La CJUE confirme en émettant des réserves que la réglementation nationale encadrant la location de courte durée dans les grandes villes est conforme au droit européen.
La transformation de l’usage d’un bien immobilier de l’habitation vers un « autre usage »
La transformation de l’usage d’un bien immobilier de l’habitation vers un « autre usage » est contrôlée par l’article L. 631-7 du Code de la construction et de l’habitation (CCH). Il n’est pas loisible au propriétaire de modifier l’usage d’un bien, situé sur une commune en zone tendue, c’est-à-dire carencée en logements. Une autorisation administrative est préalablement requise, dans les communes de plus de 200 000 habitants (Paris, Bordeaux, Marseille, Lyon, Toulouse, Nantes, Montpelier, Lilles, Nice, Rennes, Strasbourg) et celles de la petite couronne (les Hauts-de-Seine, la Seine-Saint-Denis et le Val-de-Marne). Dans ces communes, le changement d’usage des locaux destinés à l’habitation est, dans les conditions fixées par l’article L. 631-7-1 du CCH, soumis à autorisation préalable.

> Consigne: Poursuivez l'extrait sur le changement d'usage des logements en reprenant juste après sa dernière phrase. Les données qui suivent n'ont aucun rapport avec l'extrait.

(Éléments d'identification de lieux)
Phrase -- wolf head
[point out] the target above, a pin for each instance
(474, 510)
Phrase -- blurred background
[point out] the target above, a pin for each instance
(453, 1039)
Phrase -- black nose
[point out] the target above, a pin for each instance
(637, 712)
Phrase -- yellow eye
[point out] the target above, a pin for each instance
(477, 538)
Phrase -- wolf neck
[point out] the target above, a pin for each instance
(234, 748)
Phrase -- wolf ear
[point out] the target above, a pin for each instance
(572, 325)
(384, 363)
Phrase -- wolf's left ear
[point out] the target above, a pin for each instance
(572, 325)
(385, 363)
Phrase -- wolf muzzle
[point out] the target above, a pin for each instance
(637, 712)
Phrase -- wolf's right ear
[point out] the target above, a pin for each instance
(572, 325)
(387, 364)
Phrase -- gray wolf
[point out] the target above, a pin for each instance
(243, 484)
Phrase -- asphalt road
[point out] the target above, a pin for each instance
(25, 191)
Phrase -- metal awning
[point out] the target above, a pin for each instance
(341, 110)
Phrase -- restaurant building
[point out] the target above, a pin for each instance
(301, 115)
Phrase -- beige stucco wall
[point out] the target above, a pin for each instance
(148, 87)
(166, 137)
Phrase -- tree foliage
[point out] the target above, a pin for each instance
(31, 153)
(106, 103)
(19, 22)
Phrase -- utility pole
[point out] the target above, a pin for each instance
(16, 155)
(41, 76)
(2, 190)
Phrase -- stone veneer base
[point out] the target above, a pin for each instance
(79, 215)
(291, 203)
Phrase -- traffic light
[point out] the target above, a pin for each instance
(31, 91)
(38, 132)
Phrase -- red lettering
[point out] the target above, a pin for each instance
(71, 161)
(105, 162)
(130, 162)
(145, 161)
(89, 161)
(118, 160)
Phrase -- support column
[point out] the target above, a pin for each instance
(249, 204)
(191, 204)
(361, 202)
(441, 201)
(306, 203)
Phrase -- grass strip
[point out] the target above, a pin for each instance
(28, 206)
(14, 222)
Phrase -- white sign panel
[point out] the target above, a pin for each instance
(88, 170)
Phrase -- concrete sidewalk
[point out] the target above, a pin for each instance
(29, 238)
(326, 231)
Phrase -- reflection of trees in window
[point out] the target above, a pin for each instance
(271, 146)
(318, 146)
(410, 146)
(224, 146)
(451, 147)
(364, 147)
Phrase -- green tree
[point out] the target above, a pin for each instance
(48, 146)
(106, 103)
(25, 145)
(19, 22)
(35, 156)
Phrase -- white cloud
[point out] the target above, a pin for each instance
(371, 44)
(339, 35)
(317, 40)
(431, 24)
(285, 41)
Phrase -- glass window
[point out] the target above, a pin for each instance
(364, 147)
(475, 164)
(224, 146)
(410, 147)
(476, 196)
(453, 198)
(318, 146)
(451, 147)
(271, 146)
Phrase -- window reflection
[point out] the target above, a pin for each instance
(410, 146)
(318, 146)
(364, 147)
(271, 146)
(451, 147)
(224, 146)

> Réponse rédigée:
Le dispositif d’encadrement des locations meublées touristiques
Suite à la prolifération des plateformes de location type Airbnb, le législateur a complété l’article L 631-7 du CCH en disposant que « le fait de louer un local meublé destiné à l’habitation de manière répétée pour de courtes durées à une clientèle de passage qui n’y élit pas domicile constitue un changement d’usage ». L’article L 631-7 du CCH comporte ainsi un dispositif d’encadrement des locations meublées touristiques type Airbnb. Par cette définition légale, la location meublée touristique est qualifiée de changement d’usage et nécessite donc une autorisation.
L’examen du dispositif « anti-Airbnb » par la Cour de justice de l’Union européenne
Cette limitation, soumettant à autorisation préalable la location de courte durée, a fait l’objet d’une question préjudicielle posée par la Cour de cassation à la Cour de justice de l’Union européenne, le 15 novembre 2018, concernant la conformité de la réglementation nationale avec la directive 2006/123, relative aux services dans le marché intérieur.
La Cour de justice de l’union européenne vient de se prononcer, par un arrêt du 22 septembre 2020 opposant la ville de Paris à deux loueurs en meublés touristiques, en indiquant que la réglementation nationale qui soumet à autorisation préalable l’exercice de certaines activités de location de locaux destinés à l’habitation relève de la notion de « régime d’autorisation », au sens de l’article 4, point 6, de la directive 2006/123 précitée.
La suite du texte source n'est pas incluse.